___ Extrait choisi
Par Petr Ivanchenko – Le 3 mars 2015 – Source: Fort Russ
La démobilisation sanglante de l’Ukraine
Le ministre ukrainien de la Défense, Stepan Poltorak, a annoncé la démobilisation de toutes les troupes punitives enrôlées depuis un an ou plus. Cette mesure concerne les réservistes rappelés au front comme les conscrits.
«Nous allons achever la formation des nouvelles recrues en mars et avril, pour qu’elles puissent remplacer ceux qui sont au front en ce moment», a déclaré Poltorak
La démobilisation doit commencer le 18 mars 2015
«La démobilisation débutera le 15 mars. Les conditions sont les suivantes: pour être démobilisé, vous devrez, à cette date, avoir servi pendant un an moins 10 jours, à compter du jour de votre arrivée au commissariat militaire suite à votre mobilisation», a annoncé Sergey Galushko, le chef adjoint du Département de la technologie de l’information au ministère de la Défense.
Si on comprend bien, quelqu’un qui est arrivé au commissariat le vingt avril de l’année dernière devrait être démobilisé et devenir réserviste le dix avril de cette année.
Toutefois, la démobilisation et l’affectation à la réserve militaire, où il restera prêt à effectuer de futures missions, seront conditionnées à l’arrivée de remplaçants formés dans les unités en question.
Il est clair que cette rotation va grandement diminuer la déjà faible préparation au combat des formations ukrainiennes, du fait qu’ils vont perdre une part importante de soldats qui ont une véritable expérience du combat (en supposant que Poltorak tienne sa promesse).
De nombreuses sources confirment que la formation des remplaçants est déplorable et que les camps d’entraînement sont de la pure fiction. Il est évident que le fardeau de la formation va retomber sur les commandants d’unités qui vont recevoir les remplaçants.
Cela signifie que les forces ukrainiennes ne seront pas en mesure de mener des opérations de combat pendant un certain temps. Cela signifie-t-il que la junte va renoncer à la guerre et que ses unités ne participeront pas à des opérations de terrain? La junte est-elle prête à accepter un armistice après sa défaite totale?
______
___ Informations fournies
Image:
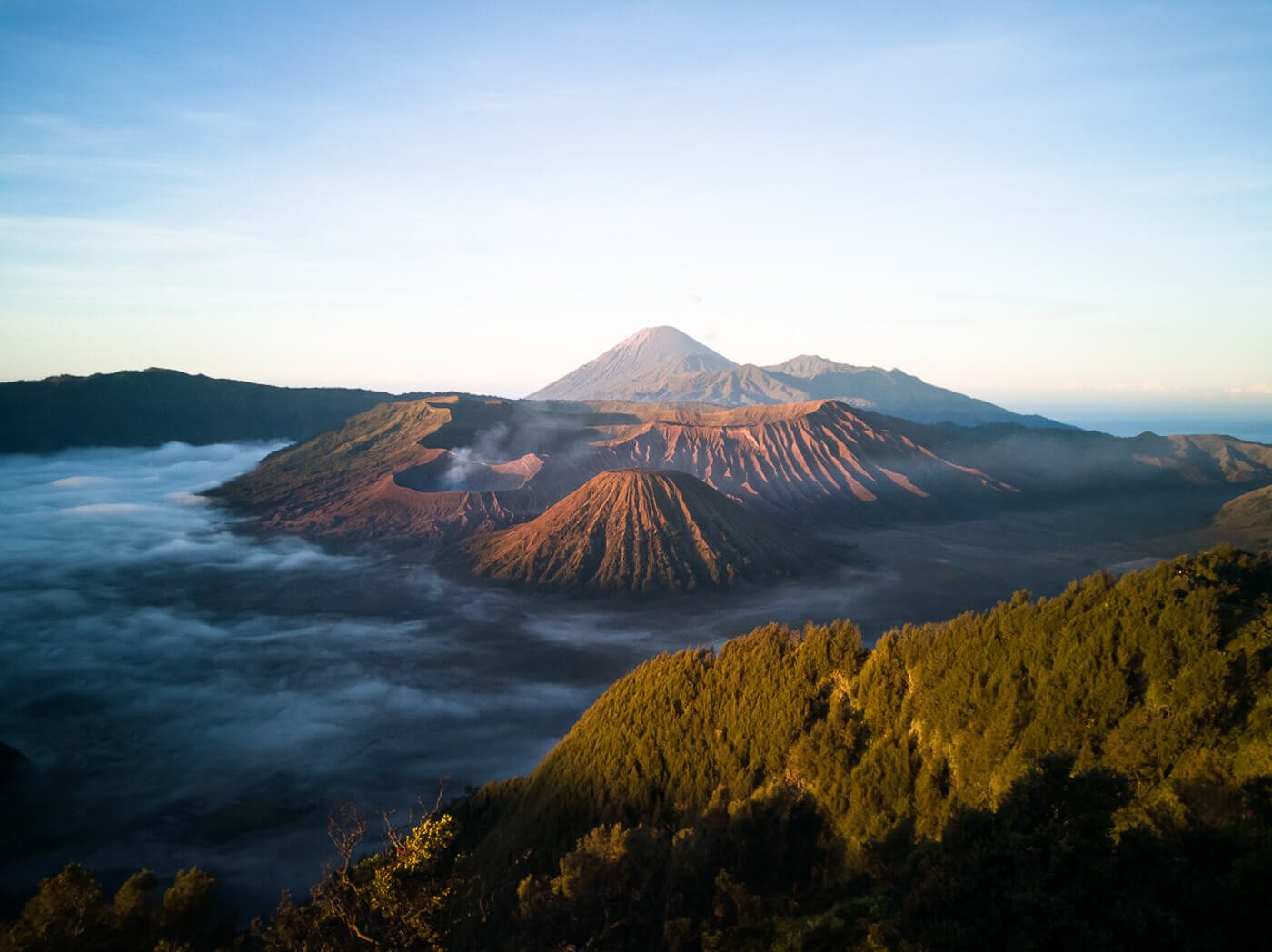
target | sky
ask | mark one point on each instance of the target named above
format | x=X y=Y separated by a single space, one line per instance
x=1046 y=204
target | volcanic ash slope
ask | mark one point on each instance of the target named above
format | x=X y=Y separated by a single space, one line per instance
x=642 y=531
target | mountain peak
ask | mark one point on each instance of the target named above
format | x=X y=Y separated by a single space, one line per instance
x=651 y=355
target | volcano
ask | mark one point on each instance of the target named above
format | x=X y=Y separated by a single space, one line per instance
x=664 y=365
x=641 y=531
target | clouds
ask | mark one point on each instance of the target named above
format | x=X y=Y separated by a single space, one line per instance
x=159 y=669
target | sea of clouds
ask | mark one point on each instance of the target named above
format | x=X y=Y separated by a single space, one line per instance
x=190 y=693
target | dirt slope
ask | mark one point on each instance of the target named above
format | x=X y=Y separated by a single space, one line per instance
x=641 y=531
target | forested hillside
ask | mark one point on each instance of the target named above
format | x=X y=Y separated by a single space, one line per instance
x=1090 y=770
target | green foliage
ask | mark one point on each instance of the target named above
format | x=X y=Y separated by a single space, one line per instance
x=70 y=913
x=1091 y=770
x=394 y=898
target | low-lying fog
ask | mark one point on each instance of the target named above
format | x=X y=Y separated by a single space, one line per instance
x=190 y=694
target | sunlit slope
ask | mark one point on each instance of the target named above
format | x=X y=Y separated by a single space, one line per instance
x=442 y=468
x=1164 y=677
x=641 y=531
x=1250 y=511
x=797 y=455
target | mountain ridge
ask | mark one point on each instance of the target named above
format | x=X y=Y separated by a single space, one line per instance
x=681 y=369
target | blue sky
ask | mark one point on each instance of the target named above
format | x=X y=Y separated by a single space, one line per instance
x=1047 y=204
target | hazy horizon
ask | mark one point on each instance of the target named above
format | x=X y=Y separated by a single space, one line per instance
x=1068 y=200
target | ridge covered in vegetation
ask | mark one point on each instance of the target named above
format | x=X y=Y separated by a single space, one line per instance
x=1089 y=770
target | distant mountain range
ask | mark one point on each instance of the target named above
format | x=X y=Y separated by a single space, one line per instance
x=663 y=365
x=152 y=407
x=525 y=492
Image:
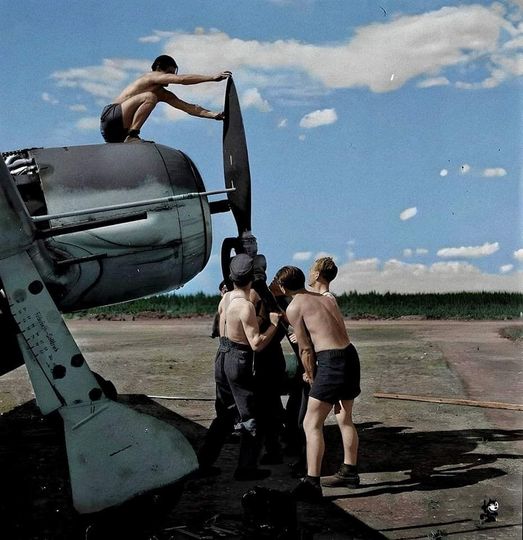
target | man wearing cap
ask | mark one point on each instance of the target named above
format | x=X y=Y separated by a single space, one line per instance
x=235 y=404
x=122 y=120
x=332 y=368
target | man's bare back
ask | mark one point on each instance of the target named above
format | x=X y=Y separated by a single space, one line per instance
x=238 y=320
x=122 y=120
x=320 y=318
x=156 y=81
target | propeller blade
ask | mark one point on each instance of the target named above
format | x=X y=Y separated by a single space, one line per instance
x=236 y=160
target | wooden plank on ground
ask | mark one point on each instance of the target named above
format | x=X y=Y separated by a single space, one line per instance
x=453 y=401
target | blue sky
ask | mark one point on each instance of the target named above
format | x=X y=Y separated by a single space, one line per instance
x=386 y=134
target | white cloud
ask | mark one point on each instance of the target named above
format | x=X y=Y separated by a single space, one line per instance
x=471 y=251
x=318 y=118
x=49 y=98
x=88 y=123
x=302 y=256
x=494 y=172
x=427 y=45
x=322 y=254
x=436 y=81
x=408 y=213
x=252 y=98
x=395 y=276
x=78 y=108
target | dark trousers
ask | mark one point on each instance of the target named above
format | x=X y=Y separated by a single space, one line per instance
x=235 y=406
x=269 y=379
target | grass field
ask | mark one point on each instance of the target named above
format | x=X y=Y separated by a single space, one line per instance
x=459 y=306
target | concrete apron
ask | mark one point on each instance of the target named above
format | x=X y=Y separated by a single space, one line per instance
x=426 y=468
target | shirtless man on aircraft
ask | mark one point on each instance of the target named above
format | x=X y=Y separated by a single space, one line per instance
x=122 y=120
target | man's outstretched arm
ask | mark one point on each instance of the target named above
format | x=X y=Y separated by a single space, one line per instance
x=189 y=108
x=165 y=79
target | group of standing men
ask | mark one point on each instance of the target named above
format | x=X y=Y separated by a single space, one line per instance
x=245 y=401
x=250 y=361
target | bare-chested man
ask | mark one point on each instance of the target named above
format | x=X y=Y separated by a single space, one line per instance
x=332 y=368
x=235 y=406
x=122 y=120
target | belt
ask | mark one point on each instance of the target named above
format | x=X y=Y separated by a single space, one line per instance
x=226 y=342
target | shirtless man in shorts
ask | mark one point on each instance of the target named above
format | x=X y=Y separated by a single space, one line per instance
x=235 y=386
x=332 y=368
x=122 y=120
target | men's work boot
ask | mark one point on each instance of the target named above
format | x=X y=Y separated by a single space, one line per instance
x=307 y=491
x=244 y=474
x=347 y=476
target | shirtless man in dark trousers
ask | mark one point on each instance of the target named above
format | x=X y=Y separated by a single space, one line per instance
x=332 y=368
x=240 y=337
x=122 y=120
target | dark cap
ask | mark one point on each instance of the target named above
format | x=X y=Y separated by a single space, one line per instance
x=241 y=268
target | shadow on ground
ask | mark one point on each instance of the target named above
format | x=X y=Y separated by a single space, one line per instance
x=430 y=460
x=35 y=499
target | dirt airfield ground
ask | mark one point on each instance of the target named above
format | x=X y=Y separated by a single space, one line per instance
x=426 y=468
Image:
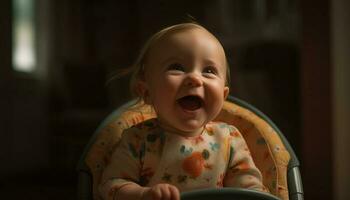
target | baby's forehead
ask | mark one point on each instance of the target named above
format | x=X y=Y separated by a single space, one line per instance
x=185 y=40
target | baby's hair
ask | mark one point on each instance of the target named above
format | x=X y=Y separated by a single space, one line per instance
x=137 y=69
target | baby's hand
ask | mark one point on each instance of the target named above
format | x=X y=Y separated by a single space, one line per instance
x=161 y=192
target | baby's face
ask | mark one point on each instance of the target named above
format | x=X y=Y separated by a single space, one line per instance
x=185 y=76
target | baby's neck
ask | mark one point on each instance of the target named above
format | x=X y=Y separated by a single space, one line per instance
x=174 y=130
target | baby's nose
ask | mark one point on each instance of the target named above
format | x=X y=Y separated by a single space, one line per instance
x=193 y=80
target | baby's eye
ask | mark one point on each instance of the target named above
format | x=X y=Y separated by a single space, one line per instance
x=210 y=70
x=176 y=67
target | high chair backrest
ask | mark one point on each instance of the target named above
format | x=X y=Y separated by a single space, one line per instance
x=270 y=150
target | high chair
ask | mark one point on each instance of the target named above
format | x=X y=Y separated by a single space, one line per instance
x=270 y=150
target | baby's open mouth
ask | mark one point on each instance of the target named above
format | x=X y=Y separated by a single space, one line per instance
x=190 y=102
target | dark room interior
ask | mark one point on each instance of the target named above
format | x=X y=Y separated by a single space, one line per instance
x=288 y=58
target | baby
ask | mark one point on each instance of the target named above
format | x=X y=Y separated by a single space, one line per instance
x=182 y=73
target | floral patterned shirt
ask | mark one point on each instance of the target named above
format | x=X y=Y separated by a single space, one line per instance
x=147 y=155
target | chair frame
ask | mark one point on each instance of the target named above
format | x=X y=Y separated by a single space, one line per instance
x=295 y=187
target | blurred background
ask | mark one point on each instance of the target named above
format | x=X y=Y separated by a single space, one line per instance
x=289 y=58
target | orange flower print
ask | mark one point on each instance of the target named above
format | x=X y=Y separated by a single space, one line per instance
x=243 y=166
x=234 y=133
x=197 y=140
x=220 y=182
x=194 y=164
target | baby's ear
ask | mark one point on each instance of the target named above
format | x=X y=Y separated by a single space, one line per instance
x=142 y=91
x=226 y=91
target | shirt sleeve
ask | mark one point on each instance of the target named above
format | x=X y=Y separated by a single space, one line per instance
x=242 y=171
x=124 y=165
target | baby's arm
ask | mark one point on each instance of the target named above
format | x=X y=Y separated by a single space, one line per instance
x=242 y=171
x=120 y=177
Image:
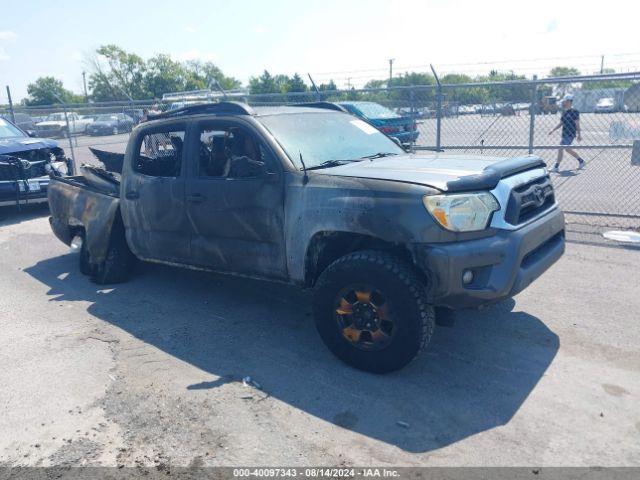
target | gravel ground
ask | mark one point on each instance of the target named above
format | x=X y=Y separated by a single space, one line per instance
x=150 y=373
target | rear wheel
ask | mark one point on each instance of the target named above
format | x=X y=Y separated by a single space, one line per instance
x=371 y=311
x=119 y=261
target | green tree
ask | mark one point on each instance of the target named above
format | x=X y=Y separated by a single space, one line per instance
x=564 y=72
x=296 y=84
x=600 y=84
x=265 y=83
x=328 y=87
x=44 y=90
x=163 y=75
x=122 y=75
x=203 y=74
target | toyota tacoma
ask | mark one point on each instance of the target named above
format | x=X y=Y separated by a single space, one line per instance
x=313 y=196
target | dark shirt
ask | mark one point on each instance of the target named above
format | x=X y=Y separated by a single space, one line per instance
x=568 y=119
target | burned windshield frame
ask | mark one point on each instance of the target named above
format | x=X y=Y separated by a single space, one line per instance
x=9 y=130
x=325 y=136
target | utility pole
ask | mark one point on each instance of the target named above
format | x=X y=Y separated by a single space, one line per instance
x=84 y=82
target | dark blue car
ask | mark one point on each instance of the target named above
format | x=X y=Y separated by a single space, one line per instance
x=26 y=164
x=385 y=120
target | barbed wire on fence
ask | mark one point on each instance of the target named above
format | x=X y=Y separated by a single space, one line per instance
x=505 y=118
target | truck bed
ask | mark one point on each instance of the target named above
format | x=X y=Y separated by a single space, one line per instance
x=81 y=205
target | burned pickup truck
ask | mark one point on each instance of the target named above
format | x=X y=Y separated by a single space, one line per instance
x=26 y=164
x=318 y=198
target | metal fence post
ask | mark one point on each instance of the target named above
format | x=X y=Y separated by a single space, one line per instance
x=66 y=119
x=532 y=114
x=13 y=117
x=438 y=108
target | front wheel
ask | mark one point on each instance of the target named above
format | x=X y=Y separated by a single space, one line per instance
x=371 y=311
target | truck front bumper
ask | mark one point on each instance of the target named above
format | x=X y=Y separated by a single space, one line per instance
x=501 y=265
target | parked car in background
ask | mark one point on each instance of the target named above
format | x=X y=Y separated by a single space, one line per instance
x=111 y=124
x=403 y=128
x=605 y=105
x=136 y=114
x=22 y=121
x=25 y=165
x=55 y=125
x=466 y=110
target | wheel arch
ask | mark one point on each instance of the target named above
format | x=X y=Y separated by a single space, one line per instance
______
Consigne à réaliser 1: Donnez toutes les personnes désignées par leur nom dans l'article sur la démobilisation en Ukraine.
Consigne à réaliser 2: Reproduisez à l'identique le passage de l'article sur la démobilisation en Ukraine qui s'ouvre sur les mots contenant "De nombreuses sources" et se ferme sur "sa défaite totale?".

Réponse complète 1: Petr Ivanchenko, Stepan Poltorak, Sergey Galushko

Réponse complète 2:
De nombreuses sources confirment que la formation des remplaçants est déplorable et que les camps d’entraînement sont de la pure fiction. Il est évident que le fardeau de la formation va retomber sur les commandants d’unités qui vont recevoir les remplaçants.
Cela signifie que les forces ukrainiennes ne seront pas en mesure de mener des opérations de combat pendant un certain temps. Cela signifie-t-il que la junte va renoncer à la guerre et que ses unités ne participeront pas à des opérations de terrain? La junte est-elle prête à accepter un armistice après sa défaite totale?